— start of Reading text —

So I'm always having to rewrite the black pieces of the play.
I'm like,
Okay,
That's not real anymore or that changed.
So whatever gets done it will finally who knows.
And then I also just did Black History Museum according to United States of America.
And that was an immersive play where you walked through and you kind of got America's relationship to blackness from its creation through now modern day and how the cycle of kind of oppression is always met with a pushback or and then met with protests and that men then met with like this much change and then that cycle kind of continues generation through generation until now.
And so both of those started in the communities talking to community members bringing in artists that were willing to kind of explore in those realms and then creating work off of that.
What was it like being in this situation in the desert having to witness all that was going on because you actually you find yourself in Africa,
You find yourself in the desert in Arizona in these places,
You know,
Sometimes when I follow you on Facebook or Instagram and where is she?
What is she doing and you're literally in the thick of it and witnessing the suffering happening in the moment and it's in real time.

— end of Reading text —
— start of Collected data —

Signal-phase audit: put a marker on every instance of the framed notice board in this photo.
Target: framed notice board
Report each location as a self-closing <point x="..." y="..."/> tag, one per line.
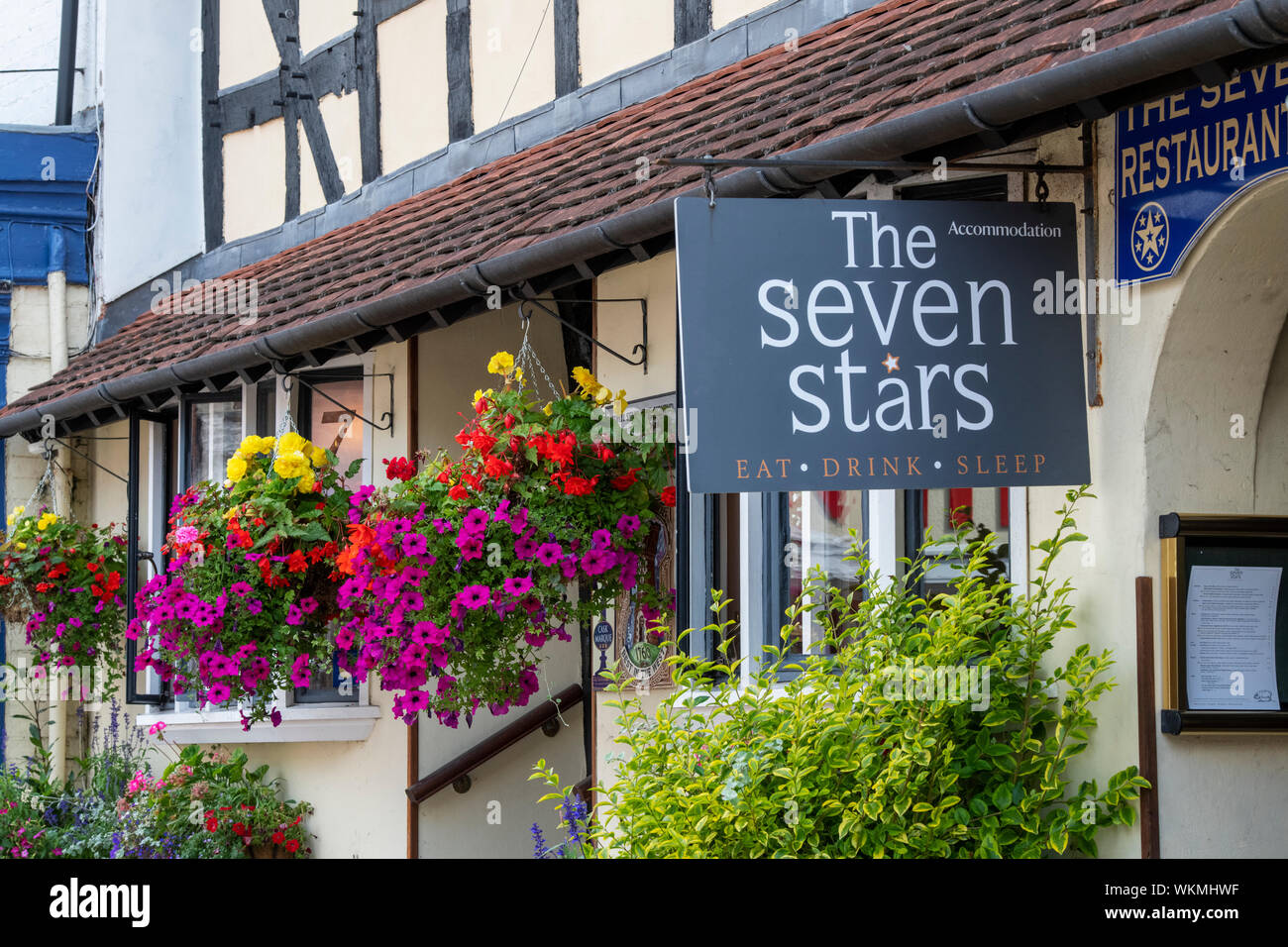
<point x="1225" y="624"/>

— end of Collected data —

**Required actions**.
• 1. Decide whether each statement agrees with the interview excerpt, answering yes or no and quoting the deciding words. (a) The speaker is always having to rewrite the black pieces of the play. (b) Black History Museum according to United States of America is described as an immersive play that people walked through. (c) The interviewer says they follow the speaker on Twitter.
• 2. Please print the part of the interview excerpt that begins at the words "And so both" and stops after the words "off of that.".
• 3. Carry on the interview excerpt from the point where it stops.
The listing is not needed for this.

**Answers for this exercise**.
• 1.
(a) Yes: "So I'm always having to rewrite the black pieces of the play."
(b) Yes: "And that was an immersive play where you walked through"
(c) No: "Sometimes when I follow you on Facebook or Instagram"

• 2.
And so both of those started in the communities talking to community members bringing in artists that were willing to kind of explore in those realms and then creating work off of that.

• 3.
So how do you take that to create and still stay motivated and still stay alive,
Right?
There's all these different things are happening from a personal level to a larger social level.
What's going on in your mind during these times?
I think I'm just there as a conduit like I'm there to just absorb and be a conduit and not get in the way of it and not judge it and just be open.
And I think because looking back,
I mean,
I didn't really realize it but looking back at my life because I go into situations in that space.
People are very comfortable to talk to me and bring me into spaces that other people haven't.
I think there's also a benefit to being a marginalized person in America,
Like right to be Native and Black and you know people look at you.
They're like you're going to understand my story.
You're going to see my story.
You're not going to see whatever opportunity that you have in front of you.
You are me in a weird way.
And so it's actually allowed me more access into areas that and a more connection to people in a deeper way.
And then sometimes you have to just understand that it's not just there to be put up on Broadway or to get critical claim or to succeed tremendously.
Sometimes art is there to be a space of healing.
And so you're also there to kind of just facilitate someone's healing or to just listen or to say I hear you and I think what you have to say is incredibly valid.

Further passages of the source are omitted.